» Passage présenté:
X. Mon père, Suétone Lénis, prit part à cette guerre, en qualité de tribun à l'angusticlave dans la treizième légion. Je lui ai souvent entendu dire qu'Othon, encore simple particulier, avait déjà en aversion la guerre civile ; que, quelqu'un ayant un jour parlé à table de la fin de Brutus et de Cassius, il en avait témoigné une profonde horreur ; qu'il ne se serait jamais déclaré contre Galba, s'il n'avait eu l'espoir que tout se terminerait sans combat : et enfin que ce qui lui inspira tout à coup le dégoût de la vie, ce fut la mort d'un simple soldat qui, étant venu annoncer la défaite de l'armée, et ne trouvant que des incrédules, dont les uns l'accusaient de mensonge et les autres de lâcheté, comme de s'être enfui du champ de bataille, s'était percé de son glaive et était allé rouler aux pieds d'Othon. Ce prince, ajoutait mon père, s'était écrié, à cette vue, «qu'il n'exposerait pas davantage la vie de pareils défenseurs». Il exhorta donc son frère, son neveu, et chacun de ses amis en particulier, à pourvoir à leur sûreté, les serra tous dans ses bras, et leur ayant donné le baiser d'adieu, les congédia. Dès qu'il fut seul, il écrivit deux lettres, l'une à sa soeur, pour la consoler ; l'autre à Messaline, la veuve de Néron, qu'il se proposait d'épouser, pour lui recommander sa mémoire et le soin de ses funérailles. Ensuite il brûla toutes ses lettres, afin qu'elles ne pussent nuire à personne auprès du vainqueur; et il distribua aux gens de sa maison tout ce qu'il avait d'argent comptant.

XI. Il se préparait ainsi à la mort, seul objet de toutes ses pensées, lorsqu'il entendit quelque tumulte et s'aperçut qu'on arrêtait, comme dé serteurs, ceux qui, voulant le quitter, s'éloignaient du camp. «Ajoutons encore cette nuit à ma vie», dit-il alors (ce sont ses propres paroles) ; et il défendit qu'on fît aucune violence à personne. Son appartement resta ouvert jusque dans la nuit, et il reçut tous ceux qui voulurent lui parler. Ensuite, ayant soif, il but de l'eau fraîche, prit deux poignards, dont il essaya la pointe, en glissa un sous son oreiller, fit fermer les portes, et dormit du plus profond sommeil. Il ne s'éveilla qu'au point du jour, et se perça d'un seul coup, au-dessous du sein gauche. On accourut à ses premiers gémissements ; mais il expira bientôt, cachant tour à tour et découvrant sa blessure. On fit sur-le-champ ses funérailles ; car il l'avait ainsi ordonné. Il était dans la trente-huitième année de son âge, et au quatre-vingt-cinquième jour de son règne.

» Données enregistrées:
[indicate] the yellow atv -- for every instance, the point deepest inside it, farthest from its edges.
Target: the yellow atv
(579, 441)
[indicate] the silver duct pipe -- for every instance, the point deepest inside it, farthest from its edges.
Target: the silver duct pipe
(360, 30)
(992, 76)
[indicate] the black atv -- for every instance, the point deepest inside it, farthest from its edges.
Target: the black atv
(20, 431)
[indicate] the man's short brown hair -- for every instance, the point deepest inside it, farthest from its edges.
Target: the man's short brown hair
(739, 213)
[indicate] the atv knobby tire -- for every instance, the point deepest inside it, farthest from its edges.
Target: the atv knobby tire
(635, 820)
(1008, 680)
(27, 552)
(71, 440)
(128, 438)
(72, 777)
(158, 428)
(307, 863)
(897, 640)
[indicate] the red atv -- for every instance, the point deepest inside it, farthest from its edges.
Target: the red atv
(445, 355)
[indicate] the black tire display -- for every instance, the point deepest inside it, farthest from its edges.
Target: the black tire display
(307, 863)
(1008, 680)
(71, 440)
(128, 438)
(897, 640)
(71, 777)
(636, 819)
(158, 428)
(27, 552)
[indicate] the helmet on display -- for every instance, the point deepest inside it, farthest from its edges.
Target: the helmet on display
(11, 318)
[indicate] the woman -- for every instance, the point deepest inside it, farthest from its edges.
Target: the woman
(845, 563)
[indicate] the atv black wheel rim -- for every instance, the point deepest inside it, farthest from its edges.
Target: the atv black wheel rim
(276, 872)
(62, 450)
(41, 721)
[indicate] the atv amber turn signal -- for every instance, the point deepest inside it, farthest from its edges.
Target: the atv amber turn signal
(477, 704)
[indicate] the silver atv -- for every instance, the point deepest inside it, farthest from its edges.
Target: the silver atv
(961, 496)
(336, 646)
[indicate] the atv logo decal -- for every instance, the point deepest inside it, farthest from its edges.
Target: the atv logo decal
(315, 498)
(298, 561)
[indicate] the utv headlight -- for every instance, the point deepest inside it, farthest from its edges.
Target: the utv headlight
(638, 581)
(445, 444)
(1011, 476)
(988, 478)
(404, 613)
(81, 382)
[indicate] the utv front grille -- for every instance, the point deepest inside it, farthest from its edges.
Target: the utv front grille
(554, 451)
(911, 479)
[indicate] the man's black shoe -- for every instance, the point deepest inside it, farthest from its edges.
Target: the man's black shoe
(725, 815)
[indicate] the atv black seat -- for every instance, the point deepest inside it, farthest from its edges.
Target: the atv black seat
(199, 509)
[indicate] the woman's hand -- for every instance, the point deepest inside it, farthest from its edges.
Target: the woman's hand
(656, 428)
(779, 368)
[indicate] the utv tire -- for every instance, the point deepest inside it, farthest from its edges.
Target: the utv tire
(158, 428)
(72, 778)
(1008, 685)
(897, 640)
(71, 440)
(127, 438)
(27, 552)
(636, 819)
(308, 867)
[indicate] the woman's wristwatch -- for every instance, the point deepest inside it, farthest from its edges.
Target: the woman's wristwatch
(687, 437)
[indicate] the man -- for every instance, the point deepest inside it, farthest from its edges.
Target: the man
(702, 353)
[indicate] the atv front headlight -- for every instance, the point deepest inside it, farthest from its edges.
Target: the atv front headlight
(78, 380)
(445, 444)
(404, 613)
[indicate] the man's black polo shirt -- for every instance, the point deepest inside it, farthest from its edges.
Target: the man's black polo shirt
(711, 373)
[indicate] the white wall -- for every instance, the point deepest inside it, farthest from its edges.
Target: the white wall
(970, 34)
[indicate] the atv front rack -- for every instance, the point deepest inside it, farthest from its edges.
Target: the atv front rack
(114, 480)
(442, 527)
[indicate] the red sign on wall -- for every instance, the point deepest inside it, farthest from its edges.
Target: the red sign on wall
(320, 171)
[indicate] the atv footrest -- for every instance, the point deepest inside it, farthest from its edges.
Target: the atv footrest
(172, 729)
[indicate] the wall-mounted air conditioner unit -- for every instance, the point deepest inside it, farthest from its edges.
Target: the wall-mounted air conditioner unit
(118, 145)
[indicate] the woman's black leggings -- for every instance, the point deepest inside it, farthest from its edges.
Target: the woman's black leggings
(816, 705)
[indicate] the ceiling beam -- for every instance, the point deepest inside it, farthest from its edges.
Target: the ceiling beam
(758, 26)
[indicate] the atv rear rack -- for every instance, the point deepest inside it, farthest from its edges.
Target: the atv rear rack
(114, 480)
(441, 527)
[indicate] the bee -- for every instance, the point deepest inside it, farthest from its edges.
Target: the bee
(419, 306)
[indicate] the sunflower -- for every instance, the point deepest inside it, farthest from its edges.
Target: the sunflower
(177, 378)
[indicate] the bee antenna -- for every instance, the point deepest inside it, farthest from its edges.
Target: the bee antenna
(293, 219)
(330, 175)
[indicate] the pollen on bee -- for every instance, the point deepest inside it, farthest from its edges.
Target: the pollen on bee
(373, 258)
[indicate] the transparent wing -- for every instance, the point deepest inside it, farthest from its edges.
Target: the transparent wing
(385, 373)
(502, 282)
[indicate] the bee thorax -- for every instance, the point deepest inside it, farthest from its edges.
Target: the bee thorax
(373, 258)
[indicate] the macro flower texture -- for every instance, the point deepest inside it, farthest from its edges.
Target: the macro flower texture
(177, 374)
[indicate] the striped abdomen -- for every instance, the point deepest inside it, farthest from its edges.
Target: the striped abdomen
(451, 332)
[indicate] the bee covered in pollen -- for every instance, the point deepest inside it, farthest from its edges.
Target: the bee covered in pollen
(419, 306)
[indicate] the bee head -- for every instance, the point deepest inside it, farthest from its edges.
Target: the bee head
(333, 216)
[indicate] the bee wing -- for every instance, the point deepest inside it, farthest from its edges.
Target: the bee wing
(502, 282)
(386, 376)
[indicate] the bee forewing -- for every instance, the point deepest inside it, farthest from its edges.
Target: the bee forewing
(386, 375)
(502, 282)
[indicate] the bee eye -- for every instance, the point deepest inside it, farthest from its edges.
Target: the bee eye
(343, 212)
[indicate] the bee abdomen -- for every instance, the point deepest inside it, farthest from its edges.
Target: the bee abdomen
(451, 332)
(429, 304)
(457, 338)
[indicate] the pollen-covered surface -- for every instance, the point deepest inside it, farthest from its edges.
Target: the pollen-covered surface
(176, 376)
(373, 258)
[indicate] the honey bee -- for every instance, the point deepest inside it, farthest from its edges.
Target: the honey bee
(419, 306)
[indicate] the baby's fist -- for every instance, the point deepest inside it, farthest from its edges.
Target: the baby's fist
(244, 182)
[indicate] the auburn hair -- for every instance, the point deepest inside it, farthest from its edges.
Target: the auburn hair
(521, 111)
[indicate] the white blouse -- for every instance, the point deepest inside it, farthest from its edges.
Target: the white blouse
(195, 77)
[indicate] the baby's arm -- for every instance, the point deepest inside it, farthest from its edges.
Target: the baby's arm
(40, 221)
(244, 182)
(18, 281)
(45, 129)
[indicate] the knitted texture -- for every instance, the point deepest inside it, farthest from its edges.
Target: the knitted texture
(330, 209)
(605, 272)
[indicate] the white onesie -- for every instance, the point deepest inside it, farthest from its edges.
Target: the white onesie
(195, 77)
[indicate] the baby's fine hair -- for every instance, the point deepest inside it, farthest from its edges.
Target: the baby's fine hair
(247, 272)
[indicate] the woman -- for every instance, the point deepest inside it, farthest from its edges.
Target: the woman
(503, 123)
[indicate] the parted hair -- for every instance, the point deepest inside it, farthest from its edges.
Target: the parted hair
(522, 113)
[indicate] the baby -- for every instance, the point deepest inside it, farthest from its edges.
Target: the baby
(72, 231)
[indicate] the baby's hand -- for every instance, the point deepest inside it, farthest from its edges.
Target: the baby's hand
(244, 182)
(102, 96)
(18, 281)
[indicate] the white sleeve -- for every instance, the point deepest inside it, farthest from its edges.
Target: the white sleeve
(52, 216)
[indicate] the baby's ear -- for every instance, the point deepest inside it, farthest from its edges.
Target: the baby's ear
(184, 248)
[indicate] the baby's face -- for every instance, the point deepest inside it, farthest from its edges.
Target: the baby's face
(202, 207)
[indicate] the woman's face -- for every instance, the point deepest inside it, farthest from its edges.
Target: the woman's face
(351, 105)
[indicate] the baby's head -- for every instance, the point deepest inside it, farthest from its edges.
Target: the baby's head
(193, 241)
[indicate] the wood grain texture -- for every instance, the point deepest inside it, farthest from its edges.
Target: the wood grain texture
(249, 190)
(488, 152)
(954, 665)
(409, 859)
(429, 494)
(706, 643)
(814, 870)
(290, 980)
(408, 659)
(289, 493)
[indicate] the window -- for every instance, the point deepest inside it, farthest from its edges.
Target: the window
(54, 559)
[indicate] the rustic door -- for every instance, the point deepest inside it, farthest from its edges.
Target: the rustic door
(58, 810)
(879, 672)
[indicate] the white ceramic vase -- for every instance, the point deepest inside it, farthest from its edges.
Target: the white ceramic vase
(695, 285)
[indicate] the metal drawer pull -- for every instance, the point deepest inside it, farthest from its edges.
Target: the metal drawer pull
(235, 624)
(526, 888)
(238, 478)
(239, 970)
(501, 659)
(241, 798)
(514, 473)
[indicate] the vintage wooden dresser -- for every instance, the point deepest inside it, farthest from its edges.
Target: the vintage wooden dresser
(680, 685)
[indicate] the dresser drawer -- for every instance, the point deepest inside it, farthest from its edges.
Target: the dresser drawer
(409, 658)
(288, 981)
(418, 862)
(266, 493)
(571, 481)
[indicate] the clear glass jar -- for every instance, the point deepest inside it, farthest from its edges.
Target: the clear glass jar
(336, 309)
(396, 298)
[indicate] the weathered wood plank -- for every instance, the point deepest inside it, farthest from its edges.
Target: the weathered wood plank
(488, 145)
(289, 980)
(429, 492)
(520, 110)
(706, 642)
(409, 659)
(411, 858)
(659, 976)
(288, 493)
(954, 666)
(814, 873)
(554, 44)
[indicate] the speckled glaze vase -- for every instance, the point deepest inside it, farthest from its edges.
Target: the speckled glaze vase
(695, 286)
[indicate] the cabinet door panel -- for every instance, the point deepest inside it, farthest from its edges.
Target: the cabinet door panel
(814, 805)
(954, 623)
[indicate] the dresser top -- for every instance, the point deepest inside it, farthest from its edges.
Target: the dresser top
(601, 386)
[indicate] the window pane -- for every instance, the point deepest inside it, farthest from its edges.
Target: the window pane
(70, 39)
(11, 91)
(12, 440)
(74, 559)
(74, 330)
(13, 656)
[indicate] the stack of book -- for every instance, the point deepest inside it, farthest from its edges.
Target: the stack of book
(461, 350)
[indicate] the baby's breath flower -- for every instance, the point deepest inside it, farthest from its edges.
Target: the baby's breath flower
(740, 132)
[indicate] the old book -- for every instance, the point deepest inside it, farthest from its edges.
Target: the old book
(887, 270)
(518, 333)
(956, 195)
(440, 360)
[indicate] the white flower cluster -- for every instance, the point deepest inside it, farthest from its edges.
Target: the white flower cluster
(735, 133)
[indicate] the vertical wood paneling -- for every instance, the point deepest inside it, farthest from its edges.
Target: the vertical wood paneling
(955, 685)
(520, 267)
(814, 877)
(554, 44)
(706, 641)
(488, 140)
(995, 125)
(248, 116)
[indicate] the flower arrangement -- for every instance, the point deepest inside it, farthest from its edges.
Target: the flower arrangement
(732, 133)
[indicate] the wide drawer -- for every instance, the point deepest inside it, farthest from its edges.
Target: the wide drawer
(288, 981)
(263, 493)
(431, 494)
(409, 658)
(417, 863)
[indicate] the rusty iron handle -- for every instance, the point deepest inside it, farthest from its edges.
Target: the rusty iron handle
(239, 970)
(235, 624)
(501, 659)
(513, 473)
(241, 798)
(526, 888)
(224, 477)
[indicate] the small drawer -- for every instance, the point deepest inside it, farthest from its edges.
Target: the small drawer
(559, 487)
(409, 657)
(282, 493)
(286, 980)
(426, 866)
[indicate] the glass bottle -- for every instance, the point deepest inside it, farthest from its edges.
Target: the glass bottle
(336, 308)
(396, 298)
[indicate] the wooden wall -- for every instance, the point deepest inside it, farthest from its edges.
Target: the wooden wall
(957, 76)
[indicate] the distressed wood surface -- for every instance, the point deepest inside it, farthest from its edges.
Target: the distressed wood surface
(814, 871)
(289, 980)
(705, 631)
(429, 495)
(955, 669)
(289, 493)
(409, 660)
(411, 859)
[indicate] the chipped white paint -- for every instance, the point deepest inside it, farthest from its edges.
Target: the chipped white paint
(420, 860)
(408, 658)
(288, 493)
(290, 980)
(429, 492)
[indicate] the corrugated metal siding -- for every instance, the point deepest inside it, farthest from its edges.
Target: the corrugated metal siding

» Tâches et exercices:
1. Répondez à ces questions sur le récit de la mort d'Othon :
(a) À qui Othon adressa-t-il les deux lettres écrites une fois seul ?
(b) Où plaça-t-il l'un des deux poignards avant de dormir ?
(c) À quel âge et à quel jour de son règne mourut-il ?
2. Résumez en deux phrases le récit de la mort d'Othon.

» Réponses successives:
1.
(a) À sa sœur, pour la consoler, et à Messaline, la veuve de Néron, qu'il se proposait d'épouser.
(b) Sous son oreiller.
(c) Dans la trente-huitième année de son âge, au quatre-vingt-cinquième jour de son règne.

2. Après la mort d'un simple soldat venu annoncer la défaite, Othon déclara qu'il n'exposerait pas davantage la vie de pareils défenseurs : il congédia ses proches, écrivit à sa sœur et à Messaline, brûla ses lettres et distribua son argent aux gens de sa maison. Après une nuit de profond sommeil, il se perça d'un seul coup au point du jour et expira bientôt, dans la trente-huitième année de son âge et au quatre-vingt-cinquième jour de son règne.